* _EXERCISE DIRECTIONS_: Convert the rows below into a numbered list, skipping blank lines and omitting the pictures.

* _EXERCISE INPUTS_:

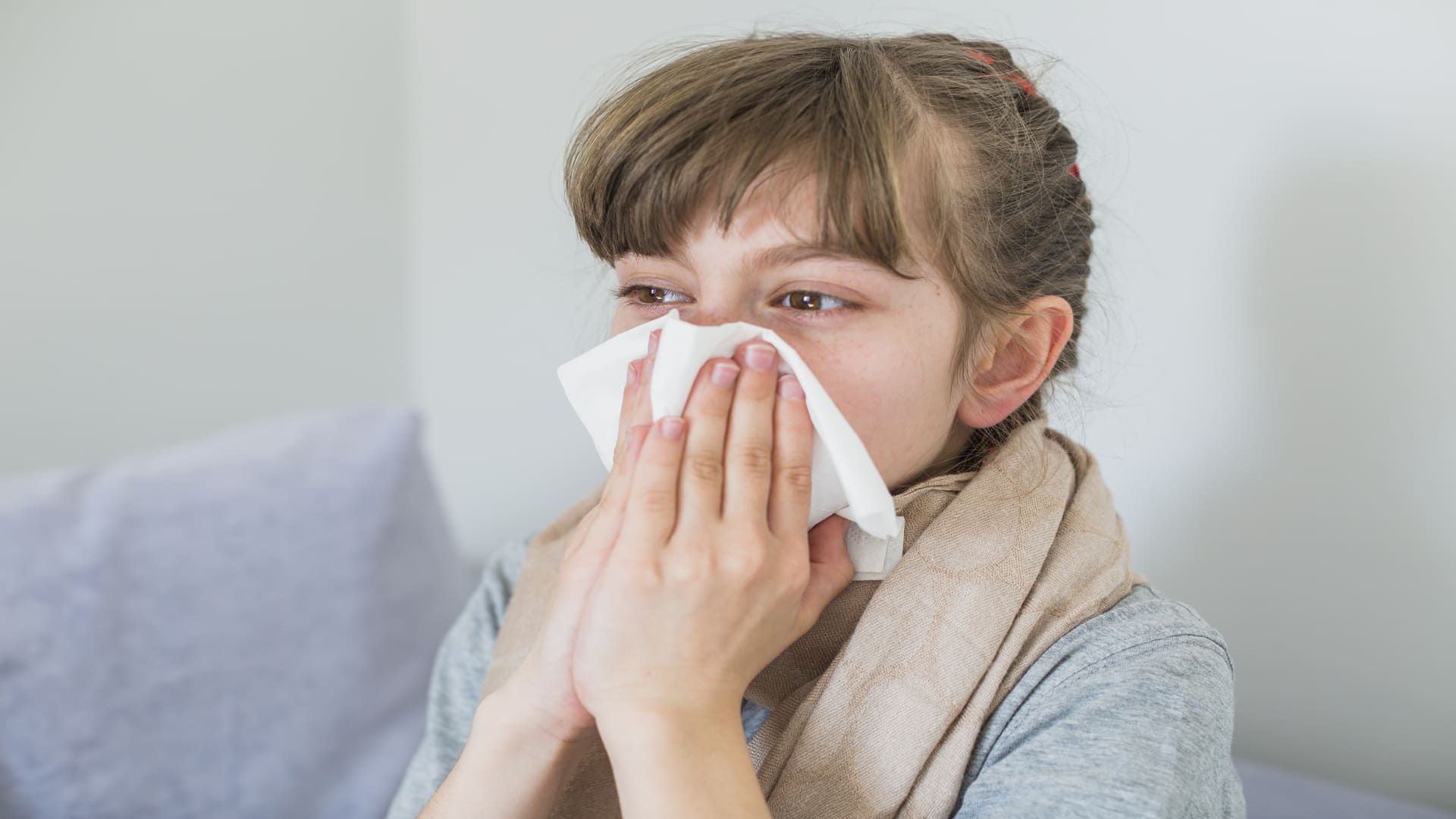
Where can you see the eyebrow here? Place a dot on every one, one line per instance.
(797, 253)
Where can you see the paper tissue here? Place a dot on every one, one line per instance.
(845, 479)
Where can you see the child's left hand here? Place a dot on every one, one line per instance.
(714, 572)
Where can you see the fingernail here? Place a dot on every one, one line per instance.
(724, 373)
(761, 356)
(789, 387)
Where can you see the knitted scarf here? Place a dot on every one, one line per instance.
(875, 710)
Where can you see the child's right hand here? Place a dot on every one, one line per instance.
(542, 687)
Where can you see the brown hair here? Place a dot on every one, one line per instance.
(912, 140)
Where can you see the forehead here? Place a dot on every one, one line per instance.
(775, 223)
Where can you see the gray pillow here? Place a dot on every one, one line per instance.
(239, 627)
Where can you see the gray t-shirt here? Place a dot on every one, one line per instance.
(1128, 714)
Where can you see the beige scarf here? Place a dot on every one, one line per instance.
(875, 710)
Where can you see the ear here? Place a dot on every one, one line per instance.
(1018, 362)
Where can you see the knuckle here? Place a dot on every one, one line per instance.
(753, 458)
(704, 465)
(797, 475)
(642, 576)
(657, 499)
(689, 566)
(743, 563)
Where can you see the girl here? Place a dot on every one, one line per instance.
(908, 213)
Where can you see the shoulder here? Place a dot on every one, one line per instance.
(1128, 714)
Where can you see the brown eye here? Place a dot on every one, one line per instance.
(811, 302)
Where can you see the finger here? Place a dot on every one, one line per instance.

* _RESULT OF THIS EXERCISE_:
1. Where can you see the eyebrow here? Place a dot on every one, one line per instance.
2. (797, 253)
3. Where can you see the paper tissue here? Place a dot on every one, one line per instance.
4. (845, 479)
5. Where can you see the child's left hand here? Place a dot on every one, one line per instance.
6. (714, 572)
7. Where can you see the fingernail here? Place a dot on every one, one line per instance.
8. (724, 373)
9. (761, 356)
10. (789, 387)
11. Where can you see the knitted scarf here? Place a dot on every one, one line per instance.
12. (875, 710)
13. Where can you see the child's right hand here? Place a dot on every one, one line per instance.
14. (542, 687)
15. Where can you see the brown hair here? Place a dot on every one, one line per instance.
16. (912, 140)
17. Where can you see the forehead here? Place a dot on every one, one line per instance.
18. (775, 223)
19. Where can you see the gray pillow here? Place a dot on every one, one line per instance.
20. (239, 627)
21. Where can you see the gray t-shirt here? Place a dot on every one, one line per instance.
22. (1128, 714)
23. Where can you see the beige scarf here? Place a dot on every one, one line per instance.
24. (875, 710)
25. Where can you see the ear here? Place a dot on every one, one line per instance.
26. (1018, 362)
27. Where can you see the knuckle here? Place a dot on every one, one line per instance.
28. (753, 458)
29. (704, 465)
30. (797, 475)
31. (642, 576)
32. (657, 499)
33. (689, 566)
34. (743, 563)
35. Where can you see the girl here? Place a dot on every one, one line per instance.
36. (908, 213)
37. Where can you see the shoulder here? Place a dot on every one, one line per instance.
38. (1128, 714)
39. Where can you see the brown eye here? Place a dot on every one, one line per instance.
40. (811, 302)
41. Where can you see the finger here? Place a dot on every one, one line per instance.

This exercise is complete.